[RECORDS SUPPLIED]

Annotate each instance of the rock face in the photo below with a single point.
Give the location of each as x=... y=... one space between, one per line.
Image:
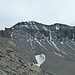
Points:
x=56 y=42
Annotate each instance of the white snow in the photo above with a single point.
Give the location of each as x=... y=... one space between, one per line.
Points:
x=57 y=27
x=61 y=42
x=39 y=43
x=58 y=48
x=32 y=26
x=44 y=28
x=58 y=54
x=40 y=59
x=26 y=26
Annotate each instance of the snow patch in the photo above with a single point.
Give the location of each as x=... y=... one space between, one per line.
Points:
x=26 y=26
x=62 y=43
x=40 y=59
x=57 y=27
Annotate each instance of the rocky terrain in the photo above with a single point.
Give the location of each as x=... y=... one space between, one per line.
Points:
x=13 y=63
x=32 y=48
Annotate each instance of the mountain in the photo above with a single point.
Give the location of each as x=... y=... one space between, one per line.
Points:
x=49 y=47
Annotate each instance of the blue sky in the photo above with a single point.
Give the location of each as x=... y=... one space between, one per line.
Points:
x=44 y=11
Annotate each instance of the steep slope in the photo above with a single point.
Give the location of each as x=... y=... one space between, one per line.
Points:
x=53 y=44
x=12 y=62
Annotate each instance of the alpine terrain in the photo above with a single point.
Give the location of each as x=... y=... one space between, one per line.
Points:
x=32 y=48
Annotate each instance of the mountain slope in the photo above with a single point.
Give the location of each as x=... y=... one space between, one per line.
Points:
x=55 y=44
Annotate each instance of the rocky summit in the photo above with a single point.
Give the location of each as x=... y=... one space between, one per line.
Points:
x=32 y=48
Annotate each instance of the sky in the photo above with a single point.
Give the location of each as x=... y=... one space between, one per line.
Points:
x=43 y=11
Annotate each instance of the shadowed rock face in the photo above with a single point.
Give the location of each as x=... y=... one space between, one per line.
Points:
x=56 y=42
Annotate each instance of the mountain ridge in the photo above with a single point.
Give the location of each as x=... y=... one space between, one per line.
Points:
x=56 y=42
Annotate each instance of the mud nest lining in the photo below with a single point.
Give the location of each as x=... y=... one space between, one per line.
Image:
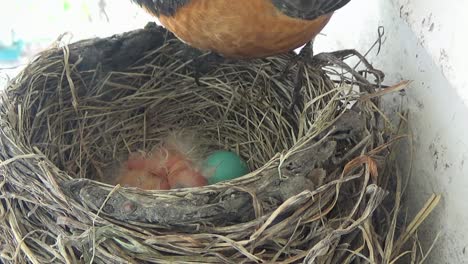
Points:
x=323 y=186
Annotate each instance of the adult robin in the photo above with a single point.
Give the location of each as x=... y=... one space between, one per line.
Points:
x=244 y=28
x=247 y=28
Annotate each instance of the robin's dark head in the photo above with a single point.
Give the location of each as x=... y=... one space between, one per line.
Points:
x=308 y=9
x=161 y=7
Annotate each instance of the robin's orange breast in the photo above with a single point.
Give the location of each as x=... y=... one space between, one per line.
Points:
x=241 y=28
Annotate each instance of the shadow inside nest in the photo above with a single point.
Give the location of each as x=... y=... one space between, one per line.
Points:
x=82 y=108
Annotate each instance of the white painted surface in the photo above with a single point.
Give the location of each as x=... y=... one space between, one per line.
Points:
x=425 y=41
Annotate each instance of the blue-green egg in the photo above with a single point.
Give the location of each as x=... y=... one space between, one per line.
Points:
x=224 y=165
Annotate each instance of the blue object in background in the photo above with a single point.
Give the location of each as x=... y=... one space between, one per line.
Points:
x=12 y=52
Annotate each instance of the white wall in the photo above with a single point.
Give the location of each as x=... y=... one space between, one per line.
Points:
x=425 y=41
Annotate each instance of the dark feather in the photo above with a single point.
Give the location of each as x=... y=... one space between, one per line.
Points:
x=308 y=9
x=161 y=7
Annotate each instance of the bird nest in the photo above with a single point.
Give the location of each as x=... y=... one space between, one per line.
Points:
x=323 y=186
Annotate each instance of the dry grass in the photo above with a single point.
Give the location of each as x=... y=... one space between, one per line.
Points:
x=61 y=122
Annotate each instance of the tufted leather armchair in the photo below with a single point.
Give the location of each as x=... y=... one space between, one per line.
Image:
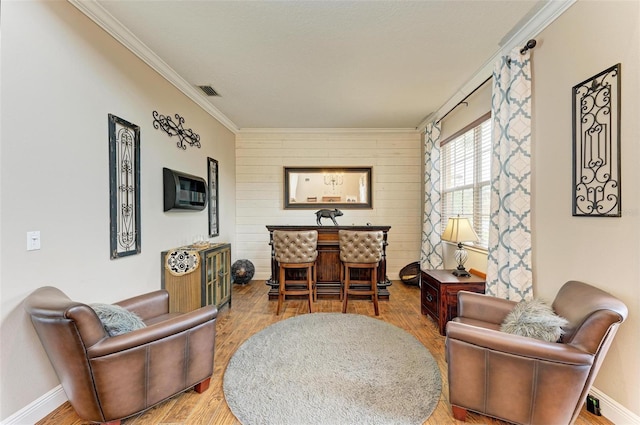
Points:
x=360 y=250
x=108 y=378
x=525 y=380
x=297 y=250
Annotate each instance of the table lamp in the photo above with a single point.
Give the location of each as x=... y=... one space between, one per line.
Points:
x=459 y=230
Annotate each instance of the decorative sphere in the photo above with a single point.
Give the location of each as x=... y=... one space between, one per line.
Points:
x=242 y=271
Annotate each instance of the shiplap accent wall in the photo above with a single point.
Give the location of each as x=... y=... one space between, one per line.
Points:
x=397 y=189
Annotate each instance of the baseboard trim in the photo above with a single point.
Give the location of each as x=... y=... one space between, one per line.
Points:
x=614 y=411
x=43 y=406
x=38 y=409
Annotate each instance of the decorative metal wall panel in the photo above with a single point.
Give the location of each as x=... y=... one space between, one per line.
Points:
x=186 y=136
x=212 y=171
x=124 y=187
x=596 y=145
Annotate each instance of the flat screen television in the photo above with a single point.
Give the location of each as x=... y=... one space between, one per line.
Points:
x=183 y=191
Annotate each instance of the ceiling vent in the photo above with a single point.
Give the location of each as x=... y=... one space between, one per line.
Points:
x=209 y=91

[/RECORDS SUPPLIED]

Once more, please print the whole listing exactly, omitting each image.

Annotate each instance of the rock face in the photo below with a single point.
Give the location of each as x=... y=... one space between, one per line.
Image:
Points:
x=56 y=42
Annotate each instance of the white snow in the photo above with a single point.
Give the location of each as x=... y=... one space between, one per line.
Points:
x=57 y=27
x=61 y=42
x=39 y=43
x=58 y=48
x=32 y=26
x=44 y=28
x=58 y=54
x=40 y=59
x=26 y=26
Annotate each instance of the snow patch in the photo above with a single point.
Give the location of each as x=... y=... one space between, one per line.
Points:
x=26 y=26
x=62 y=43
x=40 y=59
x=57 y=27
Annotate each instance of the rocky terrain in the photo above with a single point.
Give the location of each as x=... y=... one space between, one per line.
Points:
x=13 y=63
x=32 y=48
Annotate each instance of the mountain in the photo above with a single point.
Give the location of each as x=... y=... one space between, one per line.
Points:
x=49 y=47
Annotate each instance of the blue sky in the photo above with a single point.
Give the location of each as x=... y=... one space between, one per line.
Points:
x=44 y=11
Annotate each instance of the steep slope in the photo above with a single point.
Give the location of each as x=... y=... one space between, one per line.
Points:
x=53 y=44
x=12 y=62
Annotate each instance of the alpine terrain in the photo above with a single point.
Give the location of each as x=... y=... one space between, one per line.
Points:
x=32 y=48
Annotate each instance of the mountain slope in the photo above with a single point.
Give the location of each as x=... y=... one space between, one per line.
Points:
x=55 y=44
Annotate each instance of the rocky summit in the photo above with a single point.
Give the location of each as x=... y=... one space between, one per line.
Points:
x=32 y=48
Annotate each instance of the sky in the photo above with a single point.
Give the location of each as x=... y=... one space between, one per line.
Points:
x=43 y=11
Annotate each instance of the shadowed rock face in the photo above with a single point.
Give the location of each as x=... y=... one space between, one per line.
Points:
x=56 y=42
Annotate each instance of the mountain ridge in the photo above with a single point.
Give the location of each as x=... y=... one space between, one per line.
Points:
x=56 y=42
Annotate each instance of the mud nest lining in the photo below with a single point.
Give the location of each as x=... y=... one space between, one per line.
Image:
Points:
x=323 y=186
Annotate each instance of the adult robin in the photo above with a single point.
Give the location of each as x=... y=... one space between, one per line.
Points:
x=244 y=28
x=247 y=28
Annotate each instance of the robin's dark head in the photo above with a single point.
Give the location of each as x=... y=... one space between, one per line.
Points:
x=308 y=9
x=161 y=7
Annotate each instance of the robin's orange breast in the photo above with a single point.
Give the location of each as x=... y=... one space between, one per line.
Points:
x=241 y=28
Annotate each instance of the shadow inside nest in the photo above with a single point.
Give the location of each as x=... y=... one space between, one per line.
Points:
x=82 y=108
Annotate each instance of the white painted surface in the photo above with a single point.
Give the location of each as x=... y=... one space between, one per line.
Points:
x=425 y=41
Annotate each instance of the blue-green egg in the photo above with a single point.
Give the location of each as x=... y=... one space between, one per line.
Points:
x=224 y=165
Annotate each instance of the blue object in background in the photo above with a single point.
Give the location of each as x=... y=... one space between, one per line.
Points:
x=12 y=52
Annotate each instance of the white wall in the photo above with a single point.
Give the location of each as x=... y=... one space between, one per line.
Points:
x=425 y=41
Annotate each instance of the dark feather in the photo above with a single point.
Give the location of each as x=... y=... one space between, one per line.
Points:
x=308 y=9
x=161 y=7
Annotate each instance of the bird nest in the photo above with a single point.
Give the location of each as x=... y=... one space between, one per line.
Points:
x=323 y=186
Annotate each instance of the dry grass in the photo above with a single point.
Give the location of each as x=... y=... one space between, one per line.
Points:
x=61 y=122
Annotate each instance of the tufted leather armchair in the photo below with a single point.
Give the location of each as x=... y=... one space between, one per line.
Image:
Points:
x=360 y=250
x=108 y=378
x=525 y=380
x=297 y=250
Annotate each instance of the table lamp in the photo above with a single point.
Give the location of each as x=... y=... one space between, one per line.
Points:
x=459 y=230
Annotate each instance of the decorative sphere in the photo above with a single point.
Give the location of each as x=... y=... one space between, one per line.
Points:
x=242 y=271
Annotate each instance of the shiplap accent wall in the photo above with a single point.
Give the location of each as x=... y=... one space between, one per line.
Points:
x=397 y=189
Annotate each instance of the baseboard trim in the photo above with a single point.
Give the location of each as x=... y=... one space between, one per line.
Points:
x=614 y=411
x=43 y=406
x=38 y=409
Annotate each instance of the decorative metal wall panel in the photo above with a single point.
Give the location of each as x=... y=... one space between, one per line.
Points:
x=186 y=136
x=212 y=171
x=124 y=187
x=596 y=145
Annotate each instance of the flat screen television in the photo above with a single point.
Give the location of each as x=... y=... one space between, one per line.
Points:
x=183 y=191
Annotate each instance of the ceiling vent in the photo above with a single point.
Give the location of each as x=... y=... one space between, one per line.
Points:
x=209 y=91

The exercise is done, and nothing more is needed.